» **WRITTEN REQUEST**:
Convert the records below into a JSON list of strings, one string per line, with blank lines omitted.
━━━━━━
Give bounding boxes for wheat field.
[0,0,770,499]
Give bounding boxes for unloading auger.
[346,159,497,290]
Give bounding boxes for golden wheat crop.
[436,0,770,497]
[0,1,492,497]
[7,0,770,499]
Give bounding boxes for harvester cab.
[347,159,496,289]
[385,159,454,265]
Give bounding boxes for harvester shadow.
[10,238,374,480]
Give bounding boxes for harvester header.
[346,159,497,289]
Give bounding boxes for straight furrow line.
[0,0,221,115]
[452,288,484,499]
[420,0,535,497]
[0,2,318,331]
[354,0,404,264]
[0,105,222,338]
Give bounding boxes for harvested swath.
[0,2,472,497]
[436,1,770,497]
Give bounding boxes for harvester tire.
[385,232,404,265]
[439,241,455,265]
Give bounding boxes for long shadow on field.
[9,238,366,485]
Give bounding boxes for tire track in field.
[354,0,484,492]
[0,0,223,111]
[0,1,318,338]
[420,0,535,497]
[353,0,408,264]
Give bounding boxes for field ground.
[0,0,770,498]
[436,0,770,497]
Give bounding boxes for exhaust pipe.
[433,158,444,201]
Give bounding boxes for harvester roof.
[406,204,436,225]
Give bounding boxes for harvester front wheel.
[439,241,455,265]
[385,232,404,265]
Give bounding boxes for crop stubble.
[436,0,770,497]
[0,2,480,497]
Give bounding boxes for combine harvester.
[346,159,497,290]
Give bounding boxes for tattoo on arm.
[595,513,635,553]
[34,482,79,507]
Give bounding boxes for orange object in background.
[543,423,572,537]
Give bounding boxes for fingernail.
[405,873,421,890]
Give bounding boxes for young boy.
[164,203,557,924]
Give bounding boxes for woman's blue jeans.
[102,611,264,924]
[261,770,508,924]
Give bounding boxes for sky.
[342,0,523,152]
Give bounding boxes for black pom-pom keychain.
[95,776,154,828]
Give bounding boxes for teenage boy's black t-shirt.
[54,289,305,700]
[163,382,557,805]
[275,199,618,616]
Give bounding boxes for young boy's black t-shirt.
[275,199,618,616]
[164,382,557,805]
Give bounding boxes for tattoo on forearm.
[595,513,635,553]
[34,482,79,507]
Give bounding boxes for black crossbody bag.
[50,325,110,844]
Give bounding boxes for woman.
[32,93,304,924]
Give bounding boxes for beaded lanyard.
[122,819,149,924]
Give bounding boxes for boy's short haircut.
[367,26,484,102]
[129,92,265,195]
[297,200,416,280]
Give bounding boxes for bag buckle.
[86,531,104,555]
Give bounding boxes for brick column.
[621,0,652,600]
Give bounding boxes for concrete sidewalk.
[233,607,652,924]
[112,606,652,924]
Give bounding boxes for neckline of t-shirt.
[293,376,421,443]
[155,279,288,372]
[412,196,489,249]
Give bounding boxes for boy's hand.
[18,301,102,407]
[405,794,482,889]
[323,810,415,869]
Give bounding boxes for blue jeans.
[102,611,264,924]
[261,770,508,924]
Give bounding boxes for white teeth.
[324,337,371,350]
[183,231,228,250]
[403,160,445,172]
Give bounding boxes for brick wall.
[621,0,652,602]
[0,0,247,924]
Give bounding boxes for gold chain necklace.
━━━━━━
» **FINAL RESULT**:
[
  "Give bounding boxes for wheat field.",
  "[0,0,770,499]",
  "Give bounding boxes for unloading auger.",
  "[346,159,497,290]",
  "Give bounding boxes for golden wheat crop.",
  "[436,0,770,497]",
  "[0,1,492,497]",
  "[7,0,770,499]",
  "Give bounding boxes for harvester cab.",
  "[347,159,496,289]",
  "[385,159,454,265]",
  "Give bounding boxes for harvester shadow.",
  "[10,238,374,480]",
  "Give bounding boxes for harvester header.",
  "[346,159,497,289]",
  "Give bounding boxes for straight furrow line.",
  "[0,0,221,115]",
  "[452,288,484,499]",
  "[420,0,535,497]",
  "[0,2,318,331]",
  "[354,0,404,264]",
  "[0,105,222,338]",
  "Give bounding boxes for harvested swath.",
  "[0,2,472,497]",
  "[436,1,770,497]",
  "Give bounding boxes for harvester tire.",
  "[385,232,404,265]",
  "[439,241,455,265]",
  "Give bounding boxes for long shadow on field.",
  "[9,238,366,485]",
  "Give bounding boxes for tire track in field.",
  "[354,0,484,492]",
  "[0,0,223,111]",
  "[0,1,318,338]",
  "[420,0,535,497]",
  "[353,0,408,264]",
  "Give bounding boxes for field ground.",
  "[0,0,770,498]",
  "[436,0,770,497]",
  "Give bounding boxes for exhaust pipe.",
  "[433,158,444,201]",
  "Give bounding boxes for harvester roof.",
  "[406,204,436,225]",
  "Give bounding boxes for harvester front wheel.",
  "[439,241,455,265]",
  "[385,232,404,265]",
  "Give bounding boxes for crop stubble.",
  "[436,0,770,497]",
  "[0,2,480,497]",
  "Give bounding boxes for combine harvester.",
  "[346,159,497,290]",
  "Give bounding boxes for tattoo on arm.",
  "[595,513,635,553]",
  "[34,482,79,507]",
  "Give bounding boxes for orange object in background.",
  "[543,423,572,537]",
  "Give bounding boxes for fingernail.",
  "[405,873,421,890]",
  "Give bounding boxes for young boy.",
  "[164,203,557,924]",
  "Give bounding boxes for woman's blue jeans.",
  "[102,611,264,924]",
  "[261,770,508,924]",
  "Give bounding boxes for sky.",
  "[342,0,523,152]",
  "Give bounding boxes for black pom-pom keychain.",
  "[95,776,154,828]",
  "Give bounding boxes for teenage boy's black t-shirt.",
  "[54,289,305,700]",
  "[163,382,557,805]",
  "[275,199,618,616]",
  "Give bounding boxes for young boy's black t-shirt.",
  "[275,199,618,616]",
  "[164,382,557,805]",
  "Give bounding boxes for tattoo on forearm.",
  "[595,513,635,553]",
  "[34,482,79,507]",
  "Give bounding boxes for black crossbody bag.",
  "[50,325,110,844]",
  "Give bounding boxes for woman.",
  "[32,93,304,924]",
  "Give bounding boxes for beaded lanyard.",
  "[122,819,149,924]",
  "Give bounding boxes for boy's short haircut.",
  "[367,26,484,102]",
  "[129,92,265,195]",
  "[297,200,416,280]",
  "Give bounding boxes for bag buckle.",
  "[86,531,104,555]",
  "Give bounding boxes for brick column.",
  "[621,0,652,600]",
  "Give bounding boxes for concrete sidewalk.",
  "[233,607,652,924]",
  "[112,606,652,924]",
  "Give bounding boxes for neckline of t-shirt.",
  "[293,376,421,443]",
  "[155,279,288,372]",
  "[412,196,489,249]",
  "Give bounding boxes for boy's hand.",
  "[18,301,102,407]",
  "[405,794,482,889]",
  "[323,810,415,869]",
  "Give bounding boxes for blue jeans.",
  "[102,611,264,924]",
  "[261,770,508,924]",
  "Give bounding boxes for white teeth.",
  "[324,337,371,350]",
  "[183,231,228,250]",
  "[403,160,445,172]",
  "Give bounding boxes for brick wall.",
  "[621,0,652,602]",
  "[0,0,247,924]",
  "Give bounding boxes for gold chain necklace."
]